-- Work required --
Turn all of the rows below into a Markdown table with the columns "Line No." and "Text," giving each non-blank line its number and its wording. Leave the pictures out of the answer.

-- Extracted data entries --
--- --- ---

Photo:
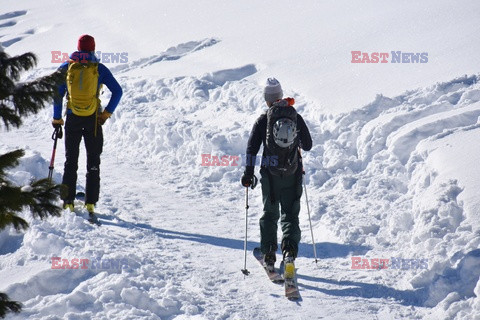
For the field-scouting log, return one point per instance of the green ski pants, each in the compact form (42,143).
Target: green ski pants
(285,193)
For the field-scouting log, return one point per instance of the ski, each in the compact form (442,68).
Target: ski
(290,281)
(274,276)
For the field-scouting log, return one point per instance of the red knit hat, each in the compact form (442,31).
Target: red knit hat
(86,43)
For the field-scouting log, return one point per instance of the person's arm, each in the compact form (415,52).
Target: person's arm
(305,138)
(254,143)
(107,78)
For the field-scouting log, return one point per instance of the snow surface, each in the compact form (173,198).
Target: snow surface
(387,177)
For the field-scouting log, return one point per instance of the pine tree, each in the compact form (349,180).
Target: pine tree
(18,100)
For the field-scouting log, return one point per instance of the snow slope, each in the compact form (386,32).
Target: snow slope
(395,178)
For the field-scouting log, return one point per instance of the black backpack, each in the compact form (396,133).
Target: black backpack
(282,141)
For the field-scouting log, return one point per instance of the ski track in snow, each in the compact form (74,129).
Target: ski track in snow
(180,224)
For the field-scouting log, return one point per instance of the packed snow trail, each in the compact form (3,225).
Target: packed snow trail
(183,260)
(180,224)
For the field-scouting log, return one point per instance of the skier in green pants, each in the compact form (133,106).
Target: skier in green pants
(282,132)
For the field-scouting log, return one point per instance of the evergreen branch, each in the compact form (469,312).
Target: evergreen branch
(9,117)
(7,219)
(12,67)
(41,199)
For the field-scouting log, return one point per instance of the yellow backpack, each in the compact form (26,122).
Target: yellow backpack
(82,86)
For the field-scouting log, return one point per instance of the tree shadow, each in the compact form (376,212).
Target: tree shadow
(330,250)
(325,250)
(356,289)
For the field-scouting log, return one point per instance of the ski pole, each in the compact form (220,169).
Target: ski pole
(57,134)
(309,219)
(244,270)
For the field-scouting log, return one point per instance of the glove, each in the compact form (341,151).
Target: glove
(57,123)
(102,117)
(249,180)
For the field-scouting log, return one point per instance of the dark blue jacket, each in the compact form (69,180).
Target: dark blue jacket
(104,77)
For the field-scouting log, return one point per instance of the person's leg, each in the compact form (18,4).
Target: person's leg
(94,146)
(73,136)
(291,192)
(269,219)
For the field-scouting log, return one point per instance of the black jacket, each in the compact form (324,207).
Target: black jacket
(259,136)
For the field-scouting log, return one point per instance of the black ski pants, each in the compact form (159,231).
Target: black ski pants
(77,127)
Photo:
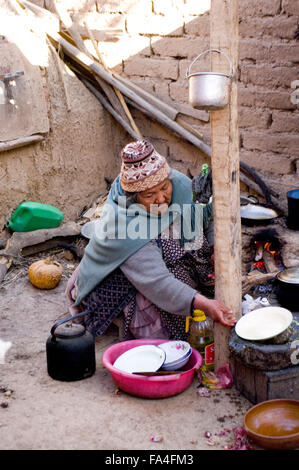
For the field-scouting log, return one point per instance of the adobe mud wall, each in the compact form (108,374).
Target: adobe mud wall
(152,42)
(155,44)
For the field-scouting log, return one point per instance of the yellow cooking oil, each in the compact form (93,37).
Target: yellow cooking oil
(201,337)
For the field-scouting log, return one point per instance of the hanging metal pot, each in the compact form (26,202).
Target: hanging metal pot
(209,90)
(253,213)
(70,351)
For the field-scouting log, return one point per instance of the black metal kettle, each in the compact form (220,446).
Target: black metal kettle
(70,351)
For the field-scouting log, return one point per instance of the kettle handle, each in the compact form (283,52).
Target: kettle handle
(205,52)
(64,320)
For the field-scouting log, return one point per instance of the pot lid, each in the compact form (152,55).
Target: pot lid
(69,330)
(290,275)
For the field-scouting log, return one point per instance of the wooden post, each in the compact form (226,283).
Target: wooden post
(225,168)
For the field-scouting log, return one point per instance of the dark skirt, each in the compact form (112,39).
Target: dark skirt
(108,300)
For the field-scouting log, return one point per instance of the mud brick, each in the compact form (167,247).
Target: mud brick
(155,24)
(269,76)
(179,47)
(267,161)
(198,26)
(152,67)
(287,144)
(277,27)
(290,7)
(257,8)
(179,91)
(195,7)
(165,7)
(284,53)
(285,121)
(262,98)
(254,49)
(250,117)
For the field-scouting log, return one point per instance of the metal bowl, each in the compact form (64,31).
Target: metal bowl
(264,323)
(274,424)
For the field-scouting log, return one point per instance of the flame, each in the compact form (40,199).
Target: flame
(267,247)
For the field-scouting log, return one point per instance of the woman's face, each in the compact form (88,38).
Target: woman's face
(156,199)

--- --- ---

-- Written solution --
| Line No. | Text |
|---|---|
| 1 | Photo: |
| 2 | For the field-scouting log, return one point per instance of the green ski pants, each in the compact form (42,143). |
| 3 | Target: green ski pants |
| 4 | (285,193) |
| 5 | For the field-scouting log, return one point per instance of the ski, each in the compact form (442,68). |
| 6 | Target: ski |
| 7 | (290,281) |
| 8 | (274,276) |
| 9 | For the field-scouting log, return one point per instance of the red knit hat, each in the compact form (442,31). |
| 10 | Target: red knit hat |
| 11 | (86,43) |
| 12 | For the field-scouting log, return one point per instance of the person's arm, each in the compact form (415,52). |
| 13 | Target: person's arm |
| 14 | (305,138) |
| 15 | (254,143) |
| 16 | (107,78) |
| 17 | For the field-scouting log, return one point per instance of the snow surface, each in the compact form (173,198). |
| 18 | Target: snow surface |
| 19 | (387,177) |
| 20 | For the field-scouting log, return one point per instance of the pine tree, each in the compact form (349,180). |
| 21 | Target: pine tree |
| 22 | (18,100) |
| 23 | For the field-scouting log, return one point per instance of the snow slope, each in the compact form (386,32). |
| 24 | Target: snow slope |
| 25 | (395,178) |
| 26 | For the field-scouting log, return one point per instance of the black backpack, each in the compact form (396,133). |
| 27 | Target: black backpack |
| 28 | (282,141) |
| 29 | For the field-scouting log, return one point per instance of the ski track in snow, each in the compact form (74,129). |
| 30 | Target: ski track in snow |
| 31 | (180,224) |
| 32 | For the field-scouting log, return one point per instance of the packed snow trail, each in the compact form (3,225). |
| 33 | Target: packed snow trail |
| 34 | (183,260) |
| 35 | (180,224) |
| 36 | For the field-scouting log, return one point per instance of the skier in green pants, each in the compact form (133,106). |
| 37 | Target: skier in green pants |
| 38 | (282,132) |
| 39 | For the field-scouting log, return one point per instance of the evergreen branch, each in the compact form (469,312). |
| 40 | Target: evergreen branch |
| 41 | (9,117) |
| 42 | (7,219) |
| 43 | (12,67) |
| 44 | (41,199) |
| 45 | For the field-scouting log, return one point per instance of the yellow backpack, each in the compact form (26,122). |
| 46 | Target: yellow backpack |
| 47 | (82,86) |
| 48 | For the field-scouting log, return one point per instance of the tree shadow, each in the compact form (376,212). |
| 49 | Target: tree shadow |
| 50 | (330,250) |
| 51 | (325,250) |
| 52 | (356,289) |
| 53 | For the field-scouting log, return one point per instance of the ski pole, each in the compact form (220,169). |
| 54 | Target: ski pole |
| 55 | (57,134) |
| 56 | (309,219) |
| 57 | (244,270) |
| 58 | For the field-scouting log, return one point per instance of the glove, each in the compact form (341,151). |
| 59 | Target: glove |
| 60 | (57,123) |
| 61 | (102,117) |
| 62 | (249,180) |
| 63 | For the field-scouting log, return one point per instance of the dark blue jacket, each in the compact form (69,180). |
| 64 | Target: dark blue jacket |
| 65 | (104,77) |
| 66 | For the field-scouting log, return one point per instance of the person's leg, each in the compact form (18,4). |
| 67 | Target: person's leg |
| 68 | (94,146) |
| 69 | (73,136) |
| 70 | (291,192) |
| 71 | (269,219) |
| 72 | For the field-scouting log, return one point per instance of the black jacket, each in the compact form (324,207). |
| 73 | Target: black jacket |
| 74 | (259,136) |
| 75 | For the field-scouting log, return one point per instance of the black ski pants, each in the compact form (159,231). |
| 76 | Target: black ski pants |
| 77 | (77,127) |
| 78 | Photo: |
| 79 | For the field-scouting log, return one point per instance of the adobe mud wall, each in the compact form (108,374). |
| 80 | Target: adobe mud wall |
| 81 | (152,42) |
| 82 | (155,44) |
| 83 | For the field-scouting log, return one point per instance of the yellow cooking oil, each in the compact form (93,37). |
| 84 | Target: yellow cooking oil |
| 85 | (201,337) |
| 86 | For the field-scouting log, return one point per instance of the hanging metal pot, each in the compact form (26,202). |
| 87 | Target: hanging metal pot |
| 88 | (209,90) |
| 89 | (253,213) |
| 90 | (70,351) |
| 91 | For the field-scouting log, return one point per instance of the black metal kettle, each in the compact form (220,446). |
| 92 | Target: black metal kettle |
| 93 | (70,351) |
| 94 | For the field-scouting log, return one point per instance of the kettle handle, each in the compact form (283,52). |
| 95 | Target: kettle handle |
| 96 | (205,52) |
| 97 | (64,320) |
| 98 | For the field-scouting log, return one point per instance of the pot lid, each in the compact form (152,55). |
| 99 | Target: pot lid |
| 100 | (69,330) |
| 101 | (290,275) |
| 102 | For the field-scouting log, return one point per instance of the wooden post, each in the compact form (226,283). |
| 103 | Target: wooden post |
| 104 | (225,168) |
| 105 | For the field-scouting log, return one point per instance of the dark skirt, each in the compact form (112,39). |
| 106 | Target: dark skirt |
| 107 | (108,300) |
| 108 | For the field-scouting log, return one point per instance of the mud brick, each in the compact form (167,247). |
| 109 | Target: mud brick |
| 110 | (155,24) |
| 111 | (269,76) |
| 112 | (179,47) |
| 113 | (267,161) |
| 114 | (198,26) |
| 115 | (152,67) |
| 116 | (287,144) |
| 117 | (277,27) |
| 118 | (290,7) |
| 119 | (257,8) |
| 120 | (179,91) |
| 121 | (195,7) |
| 122 | (165,7) |
| 123 | (284,53) |
| 124 | (285,121) |
| 125 | (262,98) |
| 126 | (254,49) |
| 127 | (250,117) |
| 128 | For the field-scouting log, return one point per instance of the metal bowl, each in the compact form (64,31). |
| 129 | Target: metal bowl |
| 130 | (264,323) |
| 131 | (274,424) |
| 132 | For the field-scouting log, return one point per instance of the flame, each in the compact form (40,199). |
| 133 | Target: flame |
| 134 | (267,247) |
| 135 | For the field-scouting log, return one point per instance of the woman's face, each in the compact form (88,38). |
| 136 | Target: woman's face |
| 137 | (156,199) |